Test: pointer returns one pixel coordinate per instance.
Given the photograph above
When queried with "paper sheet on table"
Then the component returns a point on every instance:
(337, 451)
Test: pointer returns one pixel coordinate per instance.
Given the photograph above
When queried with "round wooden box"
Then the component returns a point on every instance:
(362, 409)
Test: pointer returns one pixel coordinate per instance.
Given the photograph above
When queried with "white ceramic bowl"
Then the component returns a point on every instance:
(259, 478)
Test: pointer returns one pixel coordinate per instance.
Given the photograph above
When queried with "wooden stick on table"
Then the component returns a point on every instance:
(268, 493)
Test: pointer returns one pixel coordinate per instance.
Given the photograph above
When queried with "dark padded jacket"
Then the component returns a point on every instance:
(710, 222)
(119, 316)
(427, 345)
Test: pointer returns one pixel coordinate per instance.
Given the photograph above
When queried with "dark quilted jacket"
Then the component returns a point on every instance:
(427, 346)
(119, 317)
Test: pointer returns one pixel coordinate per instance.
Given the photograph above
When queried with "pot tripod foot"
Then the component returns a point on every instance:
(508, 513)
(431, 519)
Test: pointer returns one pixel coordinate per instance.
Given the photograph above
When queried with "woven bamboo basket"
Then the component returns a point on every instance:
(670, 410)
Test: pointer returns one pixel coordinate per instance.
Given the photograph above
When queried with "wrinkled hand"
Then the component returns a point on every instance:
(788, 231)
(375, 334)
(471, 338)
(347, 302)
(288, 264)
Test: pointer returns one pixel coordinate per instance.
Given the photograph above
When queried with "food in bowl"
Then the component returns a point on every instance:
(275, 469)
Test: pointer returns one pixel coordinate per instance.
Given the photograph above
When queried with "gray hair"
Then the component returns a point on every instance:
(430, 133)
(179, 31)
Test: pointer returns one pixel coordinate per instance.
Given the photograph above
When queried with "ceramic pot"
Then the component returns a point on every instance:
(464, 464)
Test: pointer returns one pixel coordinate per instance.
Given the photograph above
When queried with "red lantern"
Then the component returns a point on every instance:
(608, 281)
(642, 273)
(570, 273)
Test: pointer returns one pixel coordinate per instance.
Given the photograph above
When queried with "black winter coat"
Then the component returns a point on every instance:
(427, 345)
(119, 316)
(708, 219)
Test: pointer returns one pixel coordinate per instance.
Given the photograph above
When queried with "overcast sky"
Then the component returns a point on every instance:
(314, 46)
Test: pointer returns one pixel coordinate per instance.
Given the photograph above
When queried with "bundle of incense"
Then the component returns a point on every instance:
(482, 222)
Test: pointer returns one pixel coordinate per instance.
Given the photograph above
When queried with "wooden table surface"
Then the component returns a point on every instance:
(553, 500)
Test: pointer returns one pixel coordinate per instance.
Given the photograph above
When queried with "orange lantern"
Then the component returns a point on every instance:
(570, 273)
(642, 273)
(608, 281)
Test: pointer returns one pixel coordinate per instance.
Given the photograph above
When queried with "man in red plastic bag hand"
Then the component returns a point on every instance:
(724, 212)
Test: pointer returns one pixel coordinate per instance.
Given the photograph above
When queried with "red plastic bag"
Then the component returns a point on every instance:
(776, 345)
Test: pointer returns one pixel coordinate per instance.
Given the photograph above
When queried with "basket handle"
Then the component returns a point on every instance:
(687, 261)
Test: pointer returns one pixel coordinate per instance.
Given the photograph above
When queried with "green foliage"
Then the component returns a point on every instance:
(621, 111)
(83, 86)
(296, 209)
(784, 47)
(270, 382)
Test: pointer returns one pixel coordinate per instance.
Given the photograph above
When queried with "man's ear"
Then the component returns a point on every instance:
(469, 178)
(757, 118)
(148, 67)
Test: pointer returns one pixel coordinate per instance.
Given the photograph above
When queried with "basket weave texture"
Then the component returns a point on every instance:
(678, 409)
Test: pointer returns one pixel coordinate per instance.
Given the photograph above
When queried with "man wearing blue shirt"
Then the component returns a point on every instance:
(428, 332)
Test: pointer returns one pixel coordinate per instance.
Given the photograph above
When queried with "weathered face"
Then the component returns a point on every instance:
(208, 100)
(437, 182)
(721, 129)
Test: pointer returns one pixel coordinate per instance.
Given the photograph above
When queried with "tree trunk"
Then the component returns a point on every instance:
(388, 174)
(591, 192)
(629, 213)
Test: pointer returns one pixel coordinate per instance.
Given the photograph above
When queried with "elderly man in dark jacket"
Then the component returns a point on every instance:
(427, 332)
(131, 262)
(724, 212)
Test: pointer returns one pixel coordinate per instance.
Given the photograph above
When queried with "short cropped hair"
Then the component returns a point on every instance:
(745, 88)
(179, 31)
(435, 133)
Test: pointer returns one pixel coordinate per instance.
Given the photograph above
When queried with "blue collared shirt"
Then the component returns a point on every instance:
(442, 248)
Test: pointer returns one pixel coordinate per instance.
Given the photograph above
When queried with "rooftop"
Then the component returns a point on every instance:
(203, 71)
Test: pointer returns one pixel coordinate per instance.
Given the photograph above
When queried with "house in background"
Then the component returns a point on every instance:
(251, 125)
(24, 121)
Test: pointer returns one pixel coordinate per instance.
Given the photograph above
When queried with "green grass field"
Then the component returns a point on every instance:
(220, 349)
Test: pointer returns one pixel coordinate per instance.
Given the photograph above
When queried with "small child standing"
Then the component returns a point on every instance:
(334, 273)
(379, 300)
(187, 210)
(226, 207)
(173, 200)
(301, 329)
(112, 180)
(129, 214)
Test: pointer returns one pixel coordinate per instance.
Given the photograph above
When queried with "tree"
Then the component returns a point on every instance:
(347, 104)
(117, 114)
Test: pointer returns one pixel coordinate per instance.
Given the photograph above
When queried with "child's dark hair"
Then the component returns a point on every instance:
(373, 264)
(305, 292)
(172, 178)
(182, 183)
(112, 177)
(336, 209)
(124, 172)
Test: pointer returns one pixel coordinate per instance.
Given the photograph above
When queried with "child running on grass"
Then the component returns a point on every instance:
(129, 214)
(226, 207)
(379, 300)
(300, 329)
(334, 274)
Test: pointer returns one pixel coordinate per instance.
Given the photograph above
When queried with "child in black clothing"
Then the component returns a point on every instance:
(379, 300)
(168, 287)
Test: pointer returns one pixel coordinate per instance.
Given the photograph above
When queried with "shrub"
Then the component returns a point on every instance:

________________________________________

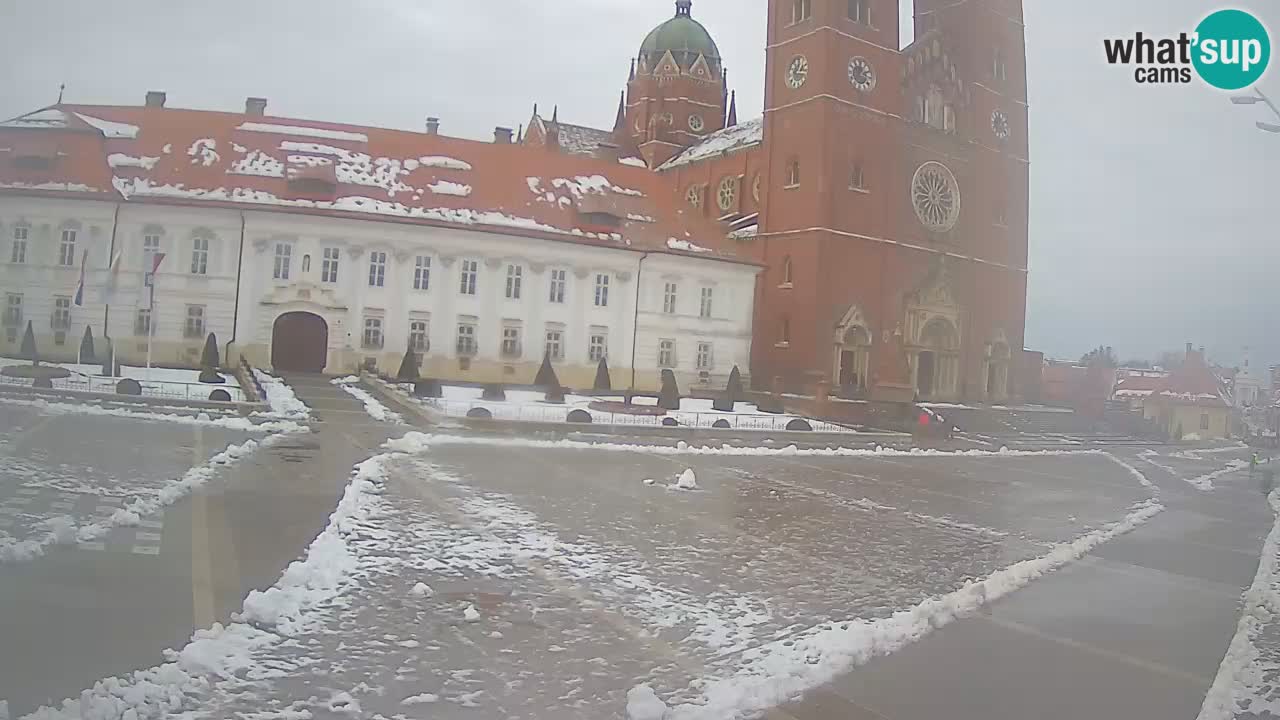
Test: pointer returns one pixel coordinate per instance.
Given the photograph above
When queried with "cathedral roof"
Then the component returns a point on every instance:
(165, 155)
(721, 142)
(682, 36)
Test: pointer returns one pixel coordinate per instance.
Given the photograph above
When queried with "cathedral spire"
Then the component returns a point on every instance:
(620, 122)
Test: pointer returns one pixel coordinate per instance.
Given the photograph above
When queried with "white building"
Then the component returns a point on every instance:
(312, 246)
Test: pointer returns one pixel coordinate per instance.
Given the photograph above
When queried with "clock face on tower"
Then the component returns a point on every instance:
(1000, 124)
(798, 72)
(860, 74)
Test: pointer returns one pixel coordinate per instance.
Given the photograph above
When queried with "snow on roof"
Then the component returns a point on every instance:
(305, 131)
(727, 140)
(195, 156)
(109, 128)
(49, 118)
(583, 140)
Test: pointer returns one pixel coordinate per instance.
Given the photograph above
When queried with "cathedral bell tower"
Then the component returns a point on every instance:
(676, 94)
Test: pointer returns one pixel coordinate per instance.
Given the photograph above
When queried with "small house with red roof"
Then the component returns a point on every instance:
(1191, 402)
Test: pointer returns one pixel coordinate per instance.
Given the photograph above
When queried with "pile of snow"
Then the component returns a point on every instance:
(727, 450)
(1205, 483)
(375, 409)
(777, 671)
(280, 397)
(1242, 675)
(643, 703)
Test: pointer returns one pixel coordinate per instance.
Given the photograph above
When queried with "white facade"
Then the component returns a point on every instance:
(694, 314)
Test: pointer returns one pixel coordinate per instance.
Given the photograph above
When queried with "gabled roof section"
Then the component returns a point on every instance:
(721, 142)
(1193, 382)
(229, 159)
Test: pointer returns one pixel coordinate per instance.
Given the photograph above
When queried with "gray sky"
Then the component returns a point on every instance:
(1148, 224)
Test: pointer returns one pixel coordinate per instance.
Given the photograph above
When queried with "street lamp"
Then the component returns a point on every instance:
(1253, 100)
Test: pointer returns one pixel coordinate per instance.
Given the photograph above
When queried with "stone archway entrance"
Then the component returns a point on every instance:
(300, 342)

________________________________________

→ What to work on: Report each line of the material above that contains the word "plastic", copying every such line in full. Count a match only when the case is the same.

→ Correct response:
When queried with "man in red plastic bag hand"
When queried with "red plastic bag"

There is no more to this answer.